Security Constrained Economic Dispatch Calculation



Economics of Traditional Planning Methods

1.0 Introduction

These notes are partly adaptations of information from four sources in the bibliography [[i]], [[ii]], [[iii], ch. 5], with some information obtained from a few other sources also listed in the bibliography. These sources provide an excellent treatment of traditional electric utility economic planning procedures. In spite of the fact that the electric utility industry has changed significantly since the development of some of this material, the principles outlined are still heavily used in the planning done by regulated utilities.

The implicit assumption of material treated in these notes is that the planner has become aware that future operation of the existing system has non-negligible potential to result in violation of electric reliability criteria or undesirably high costs (including “costs” associated with lost opportunities). Therefore it is of interest to identify possible alternative decision paths that can be taken.

So the objective of economic analysis is to determine the economic consequences of project alternatives so that management can make an informed decision in selecting the most desirable alternative.

Two issues always important in planning decisions are

1. What is the investment cost of each alternative?

2. How is yearly operational cost impacted by each alternative?

2.0 Types of expenditures

Expenditures incurred on a project can be divided into two types: capital investments and maintenance & operation (M&O) expenses, i.e., investments and expenses.

Investment is the amount of money required to purchase or construct an asset having a service life beyond a year.

An expense is the amount of money required to own, operate, and maintain existing assets and also includes the amount of money required to purchase or construct assets having a service life of one year or less. Expenses may be categorized into two forms:

1. Operation and maintenance (O&M) costs are generally divided into three parts:

a. Fuel costs (for generation facilities)

b. Variable O&M (VOM): includes non-fuel costs that are a function of production

c. Fixed O&M: includes salaries and scheduled maintenance

2. Fixed costs are related to the amount of capital invested in the asset. There are typically five kinds of fixed costs:

a. Cost of capital (return on investment): The return to the stockholders helping to finance the project, or the interest on bonds used to finance the project. Bond interest paid, unlike dividends on stock, is deductible as a business expense in the computation of federal and state income taxes.

b. Depreciation: This captures the fact that all facilities decrease in worth over time as they wear out physically. It is an expense that systematically returns capital to the investors as an asset declines in value. There are different methods of computing depreciation. The simplest of these is the so-called “straight-line” depreciation method where each year’s depreciation is (1/N)*Investment Cost for a facility with a book life of N years.

c. Federal and state income taxes: Taxes levied on the basis of income, paid to federal and state governments.

d. Ad valorem (property) tax: Tax levied on the basis of property values and paid to local jurisdictions such as county governments or school districts.

e. Insurance costs: The costs of premiums for insurance policies or expenses of self-insurance programs.

The above fixed charges are often captured in total using the so-called “fixed charge rate.” Non-levelized fixed charge rates have an annual variation that might begin at 28%/year and decrease to a value of 14%/year at age 30 years as interest decreases. Levelized fixed charge rates over the life of the facility can range from 18-22%/year.

Detailed computation of each of the above components of the fixed charge rate is outlined in [2, pp. 58-64].

**Information supplied**
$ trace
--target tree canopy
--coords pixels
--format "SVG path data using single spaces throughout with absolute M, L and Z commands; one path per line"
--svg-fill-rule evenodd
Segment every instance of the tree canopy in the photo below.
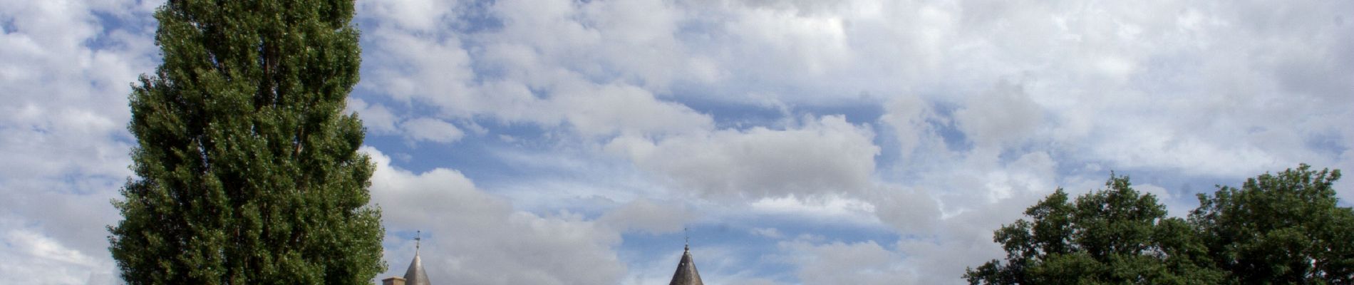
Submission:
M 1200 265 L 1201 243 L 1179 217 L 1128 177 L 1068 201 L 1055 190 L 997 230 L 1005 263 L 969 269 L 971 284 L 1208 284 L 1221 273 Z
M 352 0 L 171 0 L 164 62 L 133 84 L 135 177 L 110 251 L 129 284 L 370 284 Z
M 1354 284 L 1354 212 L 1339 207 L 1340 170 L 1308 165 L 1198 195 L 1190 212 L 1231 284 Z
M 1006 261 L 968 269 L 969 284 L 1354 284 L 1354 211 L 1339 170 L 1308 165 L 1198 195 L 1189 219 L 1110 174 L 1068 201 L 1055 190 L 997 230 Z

**Tasks to complete**
A – Duplicate the planning economics notes from "c. Fixed O&M: includes" to "state income taxes.".
B – In one to three sentences, explain why the planning economics notes say it is of interest to identify possible alternative decision paths.

**Full solutions**
A –
c. Fixed O&M: includes salaries and scheduled maintenance

2. Fixed costs are related to the amount of capital invested in the asset. There are typically five kinds of fixed costs:

a. Cost of capital (return on investment): The return to the stockholders helping to finance the project, or the interest on bonds used to finance the project. Bond interest paid, unlike dividends on stock, is deductible as a business expense in the computation of federal and state income taxes.

B – The planner has become aware that future operation of the existing system could lead to violations of electric reliability criteria, and that this risk is not negligible. The same operation could also lead to undesirably high costs, including costs tied to lost opportunities.